EXERCISE DETAILS
Reproduce word for word everything in the cancer treatment text from "These processes need" down to "the assured benefits.".

EXTRACT PROVIDED
....................

This technology has been routinely employed in oncology clinics. The main application of tumour genetic sequencing in treating advanced cancer is to find mutation targets for cancer control.
Depending on the type and number of genetic mutations to be detected, the results may be available within 24-48 hours of specimen submission or up to 3 weeks for a 500 gene mutation panel.
Previously, tumour genetic profiling may only be done using tumour specimens obtained from a biopsy or resected during surgery. Now, it is possible to capture the cancer cell-free-DNA shed in the blood, more popularly known as “liquid biopsy”. This has enabled rapid tumour profiling to determine targeted therapy and prompt monitoring of treatment response.
HARNESSING THE IMMUNE SYSTEM
In the early 1970s, American cancer researcher and surgeon Dr. Steve Rosenberg made the observation of two patients who achieved durable spontaneous regression of metastatic stomach cancer and kidney cancer from a transplanted graft kidney when immunosuppressive drugs were withdrawn.
He surmised that the immune system must have controlled the cancers and he embarked on a lifelong mission to find ways to harness the immune system against cancer.
The pioneering work of Dr. Rosenberg and his team at the National Cancer Institute, USA confirmed the importance of T-cells in cancer control.
Proteins on the cancer cell, such as PD-L1, interacting with the PD-1 receptor on the immune T-cell will render the T-cell incapable of recognising the cancer as its target.
The same principle applies to CTLA-4 proteins expressed by cancer cells, which serve as brakes for the immune system by downregulating the immune response. The 2018 Nobel Prize in Physiology/Medicine was awarded to Prof. James Allison and Prof. Tasuku Honjo for discovering CTLA-4 and PD-1 respectively in cancer immunology.
Anti-PD1 immunotherapy, such as pembrolizumab and nivolumab (monoclonal antibodies against PD-1); atezolizumab (anti-PD-L1); and ipilimumab (anti-CTLA4), have an entrenched role by awakening the slumbering T-cells to recognise and attack the cancer cells. Immunotherapy has given cancer patients a new lease of life.
BESPOKE TUMOUR-SEEKING T CELLS
Chimeric antigen receptor (CAR-T) T-cells are engineered in the laboratory using T-cells from either the patient’s own blood or a donor’s. The chimeric antigen receptor (CAR) serves dual functions – to enable recognition of the specific tumour cell and to activate the tumour cell kill sequence when a tumour cell is recognised.
The T-cells are genetically modified using a new gene editing tool CRISPR/ Cas9 to express the CAR. CAR-T therapy has been used successfully to treat many different types of lymphoma. Its use is being expanded to include other forms of cancer.
OBSTACLES IN ACCESS TO TREATMENT
Ever since the first blockbuster cancer drug, a chemotherapy called paclitaxel used to treat breast cancer, peaked at more than USD$1 billion sales per annum in 2000, the cost of treatment has risen steadily from a few hundred dollars per month for chemotherapy drugs to a few thousand dollars for targeted therapy, such as TKIs.
It can even go up to USD$10,000 per dose of immunotherapy given every 21 days and USD$375,000 for CAR-T therapy. We need to migrate to a different model of drug development and production to improve access to new cancer treatments.
The drug approval process has not kept up with the innovations in cancer treatment. Conducting clinical trials based on current statistical methods of analysis and concepts is an expensive endeavour, which consumes the lion’s share of the research budget of any pharmaceutical and biotechnological company.
These processes need to be modernised. With such rapid progress being made, cancer as a diagnosis will soon be as benign as other chronic medical conditions, such as diabetes or hypertension, in time to come
Apart from using the stage of the cancer to determine who should receive chemotherapy after surgery, there was little else to guide oncologists in the early days. This meant that many had to suffer the side effects of chemotherapy without the assured benefits.

....................

GIVEN RECORDS
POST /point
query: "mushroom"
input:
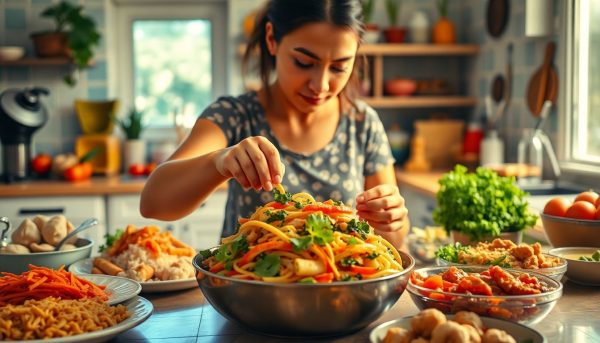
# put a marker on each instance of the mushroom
(55, 229)
(14, 249)
(26, 233)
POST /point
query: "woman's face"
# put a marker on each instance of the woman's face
(313, 63)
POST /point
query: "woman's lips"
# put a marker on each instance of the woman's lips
(312, 100)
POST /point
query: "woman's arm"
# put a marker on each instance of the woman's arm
(383, 207)
(178, 186)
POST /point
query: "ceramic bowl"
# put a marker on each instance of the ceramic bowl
(524, 309)
(299, 309)
(567, 232)
(581, 272)
(11, 53)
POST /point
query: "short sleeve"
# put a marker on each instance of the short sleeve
(378, 153)
(229, 114)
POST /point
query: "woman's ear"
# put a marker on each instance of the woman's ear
(270, 39)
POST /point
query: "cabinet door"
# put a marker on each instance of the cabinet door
(75, 208)
(420, 207)
(202, 228)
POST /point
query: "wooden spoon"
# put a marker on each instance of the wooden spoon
(543, 84)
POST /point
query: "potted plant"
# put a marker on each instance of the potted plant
(481, 206)
(134, 150)
(393, 33)
(443, 30)
(75, 35)
(372, 32)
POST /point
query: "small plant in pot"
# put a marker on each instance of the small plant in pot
(481, 206)
(75, 35)
(372, 31)
(134, 150)
(393, 33)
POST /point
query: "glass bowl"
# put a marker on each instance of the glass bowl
(524, 309)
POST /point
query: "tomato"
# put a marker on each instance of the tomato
(41, 164)
(589, 196)
(149, 168)
(581, 210)
(137, 169)
(557, 207)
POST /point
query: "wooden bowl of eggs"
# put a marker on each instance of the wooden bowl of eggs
(34, 241)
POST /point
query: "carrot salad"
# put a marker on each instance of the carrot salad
(40, 282)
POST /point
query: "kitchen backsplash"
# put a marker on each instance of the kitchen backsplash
(18, 18)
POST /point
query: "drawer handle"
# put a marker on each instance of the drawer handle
(27, 211)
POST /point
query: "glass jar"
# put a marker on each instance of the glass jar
(530, 153)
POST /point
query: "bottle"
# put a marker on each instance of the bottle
(492, 149)
(530, 153)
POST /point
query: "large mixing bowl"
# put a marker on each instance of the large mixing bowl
(17, 263)
(309, 310)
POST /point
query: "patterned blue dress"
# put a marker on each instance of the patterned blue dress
(337, 171)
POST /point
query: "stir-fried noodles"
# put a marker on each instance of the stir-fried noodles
(297, 239)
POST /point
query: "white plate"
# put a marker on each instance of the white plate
(120, 288)
(139, 309)
(85, 267)
(521, 333)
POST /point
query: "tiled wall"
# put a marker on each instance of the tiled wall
(18, 18)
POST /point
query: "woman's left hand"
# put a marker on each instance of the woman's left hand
(383, 207)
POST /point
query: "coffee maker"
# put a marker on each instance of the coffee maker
(21, 114)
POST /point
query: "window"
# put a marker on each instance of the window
(581, 126)
(171, 60)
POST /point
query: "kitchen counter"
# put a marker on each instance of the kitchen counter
(186, 316)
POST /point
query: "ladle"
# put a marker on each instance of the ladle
(83, 226)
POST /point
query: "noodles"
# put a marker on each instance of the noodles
(52, 317)
(297, 239)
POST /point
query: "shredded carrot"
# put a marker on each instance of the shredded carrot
(40, 282)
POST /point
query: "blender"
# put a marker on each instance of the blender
(21, 114)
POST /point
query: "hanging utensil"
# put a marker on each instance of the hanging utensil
(543, 84)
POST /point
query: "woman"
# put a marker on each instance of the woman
(304, 129)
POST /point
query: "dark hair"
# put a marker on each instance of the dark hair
(289, 15)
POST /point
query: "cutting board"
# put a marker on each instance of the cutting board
(543, 84)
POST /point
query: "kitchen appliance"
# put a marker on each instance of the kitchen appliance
(21, 114)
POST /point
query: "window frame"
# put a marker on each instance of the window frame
(573, 170)
(125, 12)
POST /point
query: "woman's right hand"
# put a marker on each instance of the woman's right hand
(254, 163)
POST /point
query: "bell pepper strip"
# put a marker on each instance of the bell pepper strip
(326, 209)
(260, 248)
(363, 270)
(324, 278)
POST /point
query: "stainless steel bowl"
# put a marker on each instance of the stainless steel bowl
(17, 263)
(308, 310)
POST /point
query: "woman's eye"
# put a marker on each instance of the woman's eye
(302, 65)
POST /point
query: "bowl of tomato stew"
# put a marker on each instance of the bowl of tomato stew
(519, 296)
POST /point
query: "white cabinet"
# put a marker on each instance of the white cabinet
(420, 206)
(75, 208)
(200, 229)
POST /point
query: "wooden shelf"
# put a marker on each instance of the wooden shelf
(25, 62)
(420, 101)
(407, 49)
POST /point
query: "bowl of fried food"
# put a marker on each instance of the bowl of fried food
(34, 240)
(302, 268)
(518, 296)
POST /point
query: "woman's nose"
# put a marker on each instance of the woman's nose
(319, 82)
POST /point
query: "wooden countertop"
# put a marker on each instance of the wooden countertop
(186, 316)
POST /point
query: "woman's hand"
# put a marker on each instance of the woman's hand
(254, 163)
(383, 207)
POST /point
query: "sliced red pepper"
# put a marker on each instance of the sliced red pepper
(324, 278)
(272, 245)
(326, 209)
(363, 270)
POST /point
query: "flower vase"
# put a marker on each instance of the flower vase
(134, 152)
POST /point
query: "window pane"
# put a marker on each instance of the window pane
(587, 125)
(172, 68)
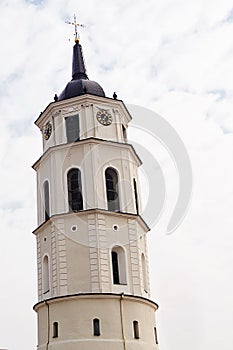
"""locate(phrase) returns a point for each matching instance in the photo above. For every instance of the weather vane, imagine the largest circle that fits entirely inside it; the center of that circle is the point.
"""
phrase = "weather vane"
(76, 25)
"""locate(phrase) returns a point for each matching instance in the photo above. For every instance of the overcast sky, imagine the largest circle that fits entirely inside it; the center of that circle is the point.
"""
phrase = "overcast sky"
(172, 56)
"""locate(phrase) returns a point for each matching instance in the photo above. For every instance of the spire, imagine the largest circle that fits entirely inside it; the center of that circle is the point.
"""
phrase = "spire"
(78, 66)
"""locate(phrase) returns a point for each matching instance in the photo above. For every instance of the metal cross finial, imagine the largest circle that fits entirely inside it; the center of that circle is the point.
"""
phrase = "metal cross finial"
(76, 25)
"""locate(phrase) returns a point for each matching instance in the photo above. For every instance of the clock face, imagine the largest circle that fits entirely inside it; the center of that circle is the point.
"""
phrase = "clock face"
(104, 117)
(47, 130)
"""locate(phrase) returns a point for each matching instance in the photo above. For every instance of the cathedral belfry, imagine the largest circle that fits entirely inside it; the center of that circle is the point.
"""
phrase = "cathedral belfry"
(93, 279)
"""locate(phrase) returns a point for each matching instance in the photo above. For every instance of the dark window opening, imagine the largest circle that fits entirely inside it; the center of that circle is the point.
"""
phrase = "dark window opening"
(136, 329)
(115, 268)
(96, 327)
(136, 195)
(72, 128)
(124, 133)
(111, 179)
(75, 190)
(55, 329)
(46, 201)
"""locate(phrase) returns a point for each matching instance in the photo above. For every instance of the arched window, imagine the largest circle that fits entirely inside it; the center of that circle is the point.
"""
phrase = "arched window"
(144, 274)
(136, 329)
(124, 133)
(118, 265)
(135, 195)
(156, 336)
(45, 271)
(96, 327)
(74, 190)
(72, 128)
(55, 329)
(111, 179)
(46, 201)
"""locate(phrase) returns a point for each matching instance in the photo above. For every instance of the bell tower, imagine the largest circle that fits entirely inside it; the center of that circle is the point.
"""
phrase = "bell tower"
(93, 279)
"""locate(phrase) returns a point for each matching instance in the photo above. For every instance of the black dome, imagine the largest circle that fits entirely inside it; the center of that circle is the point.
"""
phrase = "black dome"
(80, 84)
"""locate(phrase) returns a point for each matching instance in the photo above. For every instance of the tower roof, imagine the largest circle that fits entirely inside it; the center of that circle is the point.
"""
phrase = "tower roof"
(80, 84)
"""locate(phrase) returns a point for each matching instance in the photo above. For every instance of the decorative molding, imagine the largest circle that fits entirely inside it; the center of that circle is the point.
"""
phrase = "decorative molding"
(39, 267)
(62, 263)
(54, 260)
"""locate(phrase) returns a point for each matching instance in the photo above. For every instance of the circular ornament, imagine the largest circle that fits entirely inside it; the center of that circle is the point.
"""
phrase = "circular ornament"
(104, 117)
(47, 130)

....................

RESPONSE TO THE TASK
These processes need to be modernised. With such rapid progress being made, cancer as a diagnosis will soon be as benign as other chronic medical conditions, such as diabetes or hypertension, in time to come
Apart from using the stage of the cancer to determine who should receive chemotherapy after surgery, there was little else to guide oncologists in the early days. This meant that many had to suffer the side effects of chemotherapy without the assured benefits.